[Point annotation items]
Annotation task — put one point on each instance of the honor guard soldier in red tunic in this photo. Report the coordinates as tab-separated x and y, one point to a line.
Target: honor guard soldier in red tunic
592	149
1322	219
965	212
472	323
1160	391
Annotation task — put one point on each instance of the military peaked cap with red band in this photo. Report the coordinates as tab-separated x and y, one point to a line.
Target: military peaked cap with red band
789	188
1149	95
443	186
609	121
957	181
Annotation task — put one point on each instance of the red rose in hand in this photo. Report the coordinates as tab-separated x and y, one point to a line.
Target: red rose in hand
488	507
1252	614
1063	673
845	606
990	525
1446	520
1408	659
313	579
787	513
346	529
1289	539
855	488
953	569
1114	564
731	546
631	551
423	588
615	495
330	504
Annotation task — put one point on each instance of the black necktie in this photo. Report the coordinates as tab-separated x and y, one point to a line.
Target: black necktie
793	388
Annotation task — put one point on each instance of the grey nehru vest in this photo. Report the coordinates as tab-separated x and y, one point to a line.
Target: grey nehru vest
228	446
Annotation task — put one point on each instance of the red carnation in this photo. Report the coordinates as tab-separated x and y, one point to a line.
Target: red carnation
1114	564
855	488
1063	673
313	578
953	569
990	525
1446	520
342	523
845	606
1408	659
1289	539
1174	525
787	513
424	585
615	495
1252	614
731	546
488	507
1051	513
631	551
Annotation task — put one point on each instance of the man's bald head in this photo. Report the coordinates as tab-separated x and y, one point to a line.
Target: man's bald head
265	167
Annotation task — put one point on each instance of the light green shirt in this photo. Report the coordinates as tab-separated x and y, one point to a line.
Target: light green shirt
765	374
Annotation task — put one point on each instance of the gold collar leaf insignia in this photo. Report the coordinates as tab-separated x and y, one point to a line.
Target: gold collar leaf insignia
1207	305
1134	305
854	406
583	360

# Required task
Please copy the items exactly, beginning at the line that contains "of the black" and continuing through the last line of the items.

# Result below
Annotation task — put one point on each instance of the black necktie in this photo. Report the coordinates as tab-separated x and y, one point to a line.
Target: black necktie
793	388
Annotation task — put one point on each instance of the grey nehru vest in this photo. Report the coordinates as tab-separated x and y, one point to a line.
Target: grey nehru vest
228	446
Annotation task — put one point on each instance of the red carnation in this photo. Report the coordinates as tab-separated x and y, one point to a line.
Target: red carnation
1114	564
855	488
1063	673
313	578
953	569
990	525
1446	520
342	523
845	606
1408	659
1289	539
1174	525
787	513
424	585
615	495
1252	614
731	546
488	507
1051	513
631	551
Annotation task — put one point on each instance of the man's bald head in this photo. Report the coordinates as tab-separated x and y, one point to a line.
Target: man's bald head
265	167
Annotation task — put one point on each instance of the light green shirt in this photo. Report the coordinates as tab-separated x and y, one point to a line.
Target: light green shirt
765	374
Annotation task — put one point on each instance of the gold collar leaf insignia in this photo. Report the coordinates as tab-separated x and y, one point to a line.
Target: gold collar leaf insignia
1207	305
1134	305
854	406
583	360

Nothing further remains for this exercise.